# Need For Speed Collectors Edition won't run!



## cublion3 (Sep 23, 2009)

Hey Guys,
I cant run Need For Speed Carbon On my System it's not the issue of system requirements because It was running perfectly until i re-installed my Windows.:sigh:

I have Updated all my drivers of my system to confirm that my system is up to date!
I have tried re-installing the game many times and tried Windows Update! Still nothing.  
Also tried Patching the game!

I Have Windows 7 X86. 
PLz Help Guyz!


----------



## RockmasteR (Aug 10, 2007)

Hello,
the game should work with no problems on Windows 7
anyways, try the 1.4 Patch for the game:
here is the link:
http://www.gamershell.com/download_19582.shtml


----------



## Amuseth (Jun 30, 2013)

8 Step

1. Open NFSC.exe, if wont load... go to "Task Manager"
2. Click(Left) "Processes" Tab
3. Search for "NFSC.exe"
4. Click(Right) on that...
5. Select "End Process"
6. Press "Enter" (Click Yes) when something out
7. Close "Task Manager"
8. Open "NFSC.exe" again

Enjoy


----------



## gcavan (Aug 13, 2009)

Thanks for the input but this thread is three years old.

Closed.


----------

YOUR TASKS:
[A] Answer these about the forum thread on Need For Speed Carbon:
(i) Which version of Windows does the first poster say they have?
(ii) Which patch does RockmasteR suggest trying?
(iii) What reason does gcavan give before closing the thread?
[B] Reproduce the forum thread on Need For Speed Carbon between "# Need For Speed" and "Update! Still nothing.", inclusive.

DATA EXTRACT:
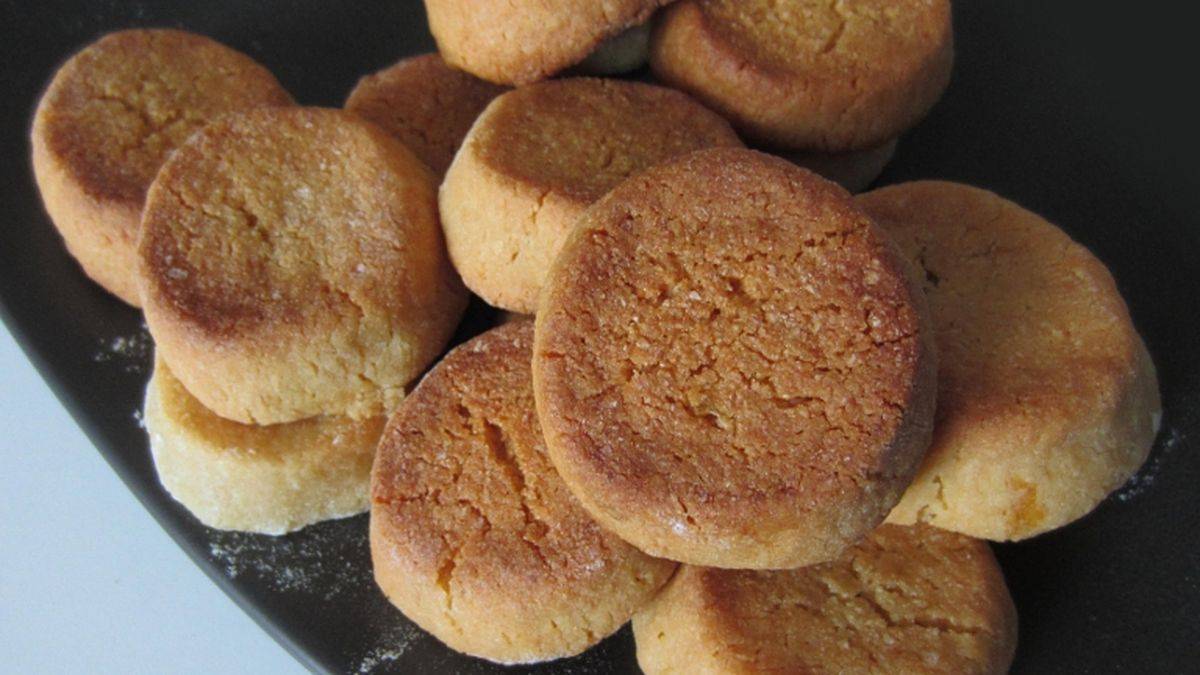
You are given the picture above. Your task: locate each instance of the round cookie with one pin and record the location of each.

WRITTEN RESPONSES:
[A]
(i) Windows 7 X86
(ii) The 1.4 Patch
(iii) The thread is three years old.

[B]
# Need For Speed Collectors Edition won't run!



## cublion3 (Sep 23, 2009)

Hey Guys,
I cant run Need For Speed Carbon On my System it's not the issue of system requirements because It was running perfectly until i re-installed my Windows.:sigh:

I have Updated all my drivers of my system to confirm that my system is up to date!
I have tried re-installing the game many times and tried Windows Update! Still nothing.